§ Task prompt: Beginning with the line where "If you would be willing to tag the shadow" appears, repeat every remaining line of the entries exactly, the last line included.

++++++++++

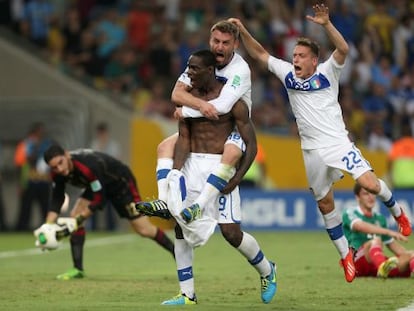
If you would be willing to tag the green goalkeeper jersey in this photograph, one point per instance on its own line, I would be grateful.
(357, 239)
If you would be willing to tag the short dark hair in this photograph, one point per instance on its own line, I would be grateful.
(208, 57)
(53, 151)
(357, 188)
(226, 27)
(310, 44)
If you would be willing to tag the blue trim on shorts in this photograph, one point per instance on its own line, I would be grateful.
(336, 232)
(216, 182)
(162, 173)
(183, 188)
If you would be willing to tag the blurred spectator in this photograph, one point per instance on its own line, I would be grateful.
(377, 140)
(36, 19)
(35, 184)
(83, 61)
(103, 142)
(138, 25)
(383, 71)
(255, 177)
(110, 33)
(159, 36)
(72, 30)
(121, 72)
(353, 115)
(380, 25)
(377, 108)
(401, 160)
(159, 104)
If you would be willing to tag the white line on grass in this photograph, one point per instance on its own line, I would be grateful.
(407, 308)
(90, 243)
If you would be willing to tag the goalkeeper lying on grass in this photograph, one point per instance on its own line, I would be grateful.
(103, 178)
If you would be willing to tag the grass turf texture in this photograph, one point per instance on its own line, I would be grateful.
(126, 272)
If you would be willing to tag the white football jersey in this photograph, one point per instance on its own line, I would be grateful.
(236, 76)
(314, 102)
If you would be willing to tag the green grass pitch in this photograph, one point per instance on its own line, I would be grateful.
(126, 272)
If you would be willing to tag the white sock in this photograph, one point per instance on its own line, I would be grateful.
(387, 198)
(184, 260)
(250, 249)
(164, 165)
(215, 183)
(333, 225)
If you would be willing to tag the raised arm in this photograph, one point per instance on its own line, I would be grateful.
(253, 47)
(321, 17)
(183, 144)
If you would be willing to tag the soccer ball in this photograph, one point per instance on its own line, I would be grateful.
(46, 237)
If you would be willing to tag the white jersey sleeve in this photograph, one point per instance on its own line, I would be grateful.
(236, 76)
(314, 103)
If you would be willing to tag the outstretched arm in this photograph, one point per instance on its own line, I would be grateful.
(253, 47)
(321, 17)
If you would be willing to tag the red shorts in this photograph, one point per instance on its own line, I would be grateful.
(364, 268)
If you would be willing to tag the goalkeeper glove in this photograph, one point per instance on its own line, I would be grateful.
(70, 223)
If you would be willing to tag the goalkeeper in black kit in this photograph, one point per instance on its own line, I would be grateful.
(103, 178)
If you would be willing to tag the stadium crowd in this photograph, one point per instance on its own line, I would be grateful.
(134, 50)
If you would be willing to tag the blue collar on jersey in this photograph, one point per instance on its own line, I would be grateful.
(221, 79)
(317, 82)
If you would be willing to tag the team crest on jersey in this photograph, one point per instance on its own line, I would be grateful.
(236, 81)
(316, 82)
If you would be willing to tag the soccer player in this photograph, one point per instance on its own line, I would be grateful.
(197, 160)
(327, 150)
(101, 176)
(234, 71)
(367, 231)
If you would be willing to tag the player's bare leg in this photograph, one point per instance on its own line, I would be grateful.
(370, 182)
(333, 225)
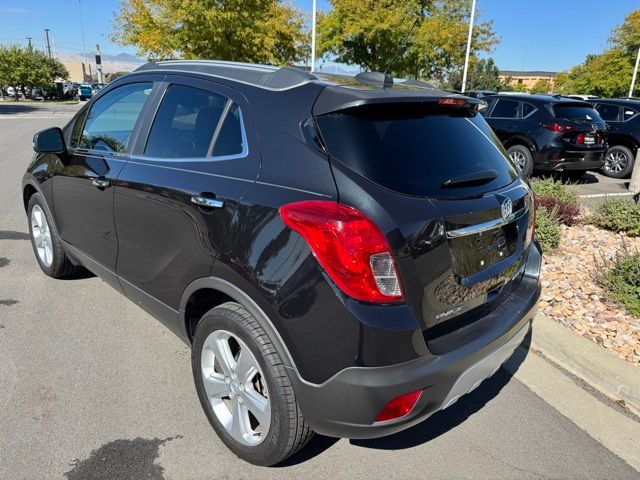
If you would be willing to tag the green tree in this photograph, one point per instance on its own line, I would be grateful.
(609, 73)
(605, 75)
(418, 38)
(541, 86)
(264, 31)
(27, 68)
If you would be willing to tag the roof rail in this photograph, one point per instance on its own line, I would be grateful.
(264, 76)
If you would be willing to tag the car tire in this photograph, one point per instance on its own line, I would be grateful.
(227, 396)
(46, 242)
(618, 162)
(522, 158)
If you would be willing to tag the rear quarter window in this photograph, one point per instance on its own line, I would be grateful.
(575, 112)
(415, 152)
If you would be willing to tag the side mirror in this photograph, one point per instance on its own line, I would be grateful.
(50, 140)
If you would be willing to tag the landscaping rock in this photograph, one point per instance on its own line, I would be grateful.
(572, 296)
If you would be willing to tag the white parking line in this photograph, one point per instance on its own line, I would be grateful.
(600, 195)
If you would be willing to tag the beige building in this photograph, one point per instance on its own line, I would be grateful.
(528, 79)
(78, 71)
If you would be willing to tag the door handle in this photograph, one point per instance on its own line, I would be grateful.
(207, 202)
(100, 182)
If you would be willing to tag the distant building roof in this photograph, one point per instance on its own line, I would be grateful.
(525, 73)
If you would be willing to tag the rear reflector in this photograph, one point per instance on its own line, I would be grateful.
(399, 406)
(350, 247)
(556, 127)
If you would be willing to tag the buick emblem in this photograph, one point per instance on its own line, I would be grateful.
(506, 209)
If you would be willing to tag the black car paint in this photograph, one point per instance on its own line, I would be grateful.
(544, 144)
(622, 132)
(168, 250)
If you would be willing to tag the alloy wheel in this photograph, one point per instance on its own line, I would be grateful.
(41, 236)
(236, 387)
(519, 160)
(615, 161)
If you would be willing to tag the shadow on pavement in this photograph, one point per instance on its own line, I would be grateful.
(436, 425)
(16, 108)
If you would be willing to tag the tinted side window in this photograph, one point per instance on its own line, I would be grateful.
(609, 113)
(111, 118)
(527, 108)
(629, 113)
(230, 141)
(76, 133)
(185, 123)
(505, 109)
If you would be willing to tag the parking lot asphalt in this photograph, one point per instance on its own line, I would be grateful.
(91, 387)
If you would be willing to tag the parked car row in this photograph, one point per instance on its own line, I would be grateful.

++++++++++

§ Answer for this exercise:
If you would be willing to tag the shadow on pavement in this photograph, one point per instance on its own line, I would be grateful.
(436, 425)
(16, 108)
If you would be willing to tag the tinted side window in this photograph, one point per instance on its own line, I would be grateful.
(609, 113)
(111, 118)
(527, 108)
(629, 113)
(230, 141)
(76, 133)
(185, 123)
(505, 109)
If you would be willing to tag the parking lot asphalt in this photograph, one point per instance on its own line, I would be grateful.
(91, 387)
If you would be willing to tag the parked car row in this photograph, one point per instance on its own line, I would be grateful.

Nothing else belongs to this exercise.